* Required action A *
Copy the passage on the human eye word for word, from "1. Blind spot" to "and reducing sharpness.".
* Required action B *
Pick up the passage on the human eye's design flaws after its last sentence and continue it.

(Passage begins)

Perfect design ? Human Eye
The human retina is installed backwards the light sensing cells face the back of the head and the nerves that carry the signal sin on the top of them , blocking some light these nerves bundle together to punchh a hole through retina to get to the brain creating a blind spot
(Octopus has eyes where the nerves are behind the retina, so there's no blind spot )
1. Blind spot The optic nerve exits through the retina, creating a blind spot where no photoreceptors exist. A perfct camera would not have a missing data zone, and that's why the camera is a perfect design
2. Retina wired backward Light must pass through layers of nerves and blood vessels before reaching photoreceptors, reducing clarity and increasing distortion.
3. Blood vessels block incoming light Retinal blood vessels sit in front of photoreceptors, casting microscopic shadows and lowering signal quality.
4. Limited spectral range Humans only see a tiny fraction of the electromagnetic spectrum. Many animals see ultraviolet or infrared.
5. Chromatic aberration Different wavelengths focus at slightly different depths, causing subtle color fringes and reducing sharpness.
6. Poor night vision Humans are extremely bad at seeing in low light compared to nocturnal animals.
7. Floaters Debris in the vitreous humor drifts across vision, visible as shadows, with no functional benefit.
8. Retinal detachment vulnerability The retina is loosely attached and can detach, causing blindness, a major structural weakness.

(Passage ends)
(Data excerpts begins)

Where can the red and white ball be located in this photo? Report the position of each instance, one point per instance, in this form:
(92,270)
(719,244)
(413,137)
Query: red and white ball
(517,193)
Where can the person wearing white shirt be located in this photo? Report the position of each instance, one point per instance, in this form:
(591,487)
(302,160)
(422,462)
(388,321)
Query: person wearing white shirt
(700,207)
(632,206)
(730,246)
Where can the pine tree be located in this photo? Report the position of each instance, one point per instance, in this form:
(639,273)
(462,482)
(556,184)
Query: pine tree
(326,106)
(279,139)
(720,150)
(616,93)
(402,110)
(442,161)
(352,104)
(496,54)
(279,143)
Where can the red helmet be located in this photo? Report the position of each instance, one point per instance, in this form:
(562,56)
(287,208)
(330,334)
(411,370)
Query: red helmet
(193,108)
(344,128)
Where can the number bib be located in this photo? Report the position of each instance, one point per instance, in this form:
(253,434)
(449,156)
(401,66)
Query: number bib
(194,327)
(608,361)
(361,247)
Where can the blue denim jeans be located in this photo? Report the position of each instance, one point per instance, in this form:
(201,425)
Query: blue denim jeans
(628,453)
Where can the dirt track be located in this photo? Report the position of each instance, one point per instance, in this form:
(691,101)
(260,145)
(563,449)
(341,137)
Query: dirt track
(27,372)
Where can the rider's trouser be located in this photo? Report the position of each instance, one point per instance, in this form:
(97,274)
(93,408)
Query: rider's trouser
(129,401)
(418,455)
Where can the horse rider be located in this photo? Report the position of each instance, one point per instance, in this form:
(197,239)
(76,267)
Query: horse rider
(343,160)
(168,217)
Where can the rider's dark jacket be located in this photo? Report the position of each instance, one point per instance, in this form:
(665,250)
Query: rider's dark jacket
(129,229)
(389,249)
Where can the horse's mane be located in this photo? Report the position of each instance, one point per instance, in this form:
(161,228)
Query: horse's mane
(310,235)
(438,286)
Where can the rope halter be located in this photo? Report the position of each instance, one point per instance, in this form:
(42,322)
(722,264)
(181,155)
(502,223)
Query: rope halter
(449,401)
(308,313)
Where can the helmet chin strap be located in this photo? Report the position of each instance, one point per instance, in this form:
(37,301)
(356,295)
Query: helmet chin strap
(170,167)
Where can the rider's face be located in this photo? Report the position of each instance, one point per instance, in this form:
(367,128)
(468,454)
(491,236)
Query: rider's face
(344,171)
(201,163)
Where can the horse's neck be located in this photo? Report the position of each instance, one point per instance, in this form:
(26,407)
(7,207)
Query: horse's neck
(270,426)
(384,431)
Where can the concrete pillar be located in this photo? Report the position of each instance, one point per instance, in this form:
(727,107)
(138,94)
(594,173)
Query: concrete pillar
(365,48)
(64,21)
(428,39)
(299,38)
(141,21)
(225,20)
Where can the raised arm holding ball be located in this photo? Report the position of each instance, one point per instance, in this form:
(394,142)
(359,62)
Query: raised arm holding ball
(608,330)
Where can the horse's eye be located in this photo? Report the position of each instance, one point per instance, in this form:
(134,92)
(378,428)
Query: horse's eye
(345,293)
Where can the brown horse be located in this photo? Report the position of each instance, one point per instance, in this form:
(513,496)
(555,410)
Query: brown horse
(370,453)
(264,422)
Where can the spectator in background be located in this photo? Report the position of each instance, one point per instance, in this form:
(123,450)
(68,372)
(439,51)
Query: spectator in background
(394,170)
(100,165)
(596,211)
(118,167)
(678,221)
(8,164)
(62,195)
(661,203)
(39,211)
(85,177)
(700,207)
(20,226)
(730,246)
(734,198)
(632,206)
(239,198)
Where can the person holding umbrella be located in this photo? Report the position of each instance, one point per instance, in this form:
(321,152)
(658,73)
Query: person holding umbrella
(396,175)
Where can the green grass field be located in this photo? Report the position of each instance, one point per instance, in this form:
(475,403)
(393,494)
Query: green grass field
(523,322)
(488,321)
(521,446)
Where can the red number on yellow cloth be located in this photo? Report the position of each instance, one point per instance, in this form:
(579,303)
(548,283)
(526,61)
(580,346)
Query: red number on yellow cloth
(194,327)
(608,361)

(Data excerpts ends)

* Answer section A *
1. Blind spot The optic nerve exits through the retina, creating a blind spot where no photoreceptors exist. A perfct camera would not have a missing data zone, and that's why the camera is a perfect design
2. Retina wired backward Light must pass through layers of nerves and blood vessels before reaching photoreceptors, reducing clarity and increasing distortion.
3. Blood vessels block incoming light Retinal blood vessels sit in front of photoreceptors, casting microscopic shadows and lowering signal quality.
4. Limited spectral range Humans only see a tiny fraction of the electromagnetic spectrum. Many animals see ultraviolet or infrared.
5. Chromatic aberration Different wavelengths focus at slightly different depths, causing subtle color fringes and reducing sharpness.

* Answer section B *
9. Glaucoma risk due to poor drainage Eye pressure can increase and destroy the optic nerve because fluid drainage is inefficient.
10. Macula dependence High resolution exists only in a tiny central region; most of the visual field is low resolution.
11. Aging lens stiffening The lens loses flexibility with age (presbyopia), making near vision progressively worse.
12. Easily damaged photoreceptors Light itself slowly damages rods and cones over time.
13. Inverted image correction required by the brain The eye forms images upside down, and the brain must computationally fix them
14. Susceptibility to refractive errors Myopia, hyperopia, and astigmatism are extremely common, showing calibration instability.
15. No self-repair for neural damage Once retinal neurons die, they do not regenerate.
16. Uneven color sensitivity The distribution of cone cells is irregular, creating minor distortions in color perception.
17. Tear film instability Dry eyes are common because lubrication is fragile and easily disrupted.
18. Narrow dynamic range Eyes cannot handle very bright and very dark scenes simultaneously like modern cameras can.
19. Poor edge resolution Peripheral vision is blurry and color-poor, even though threats often appear there.
20. Susceptibility to optical illusions The visual system is easily fooled, showing it is not optimized for objective accuracy.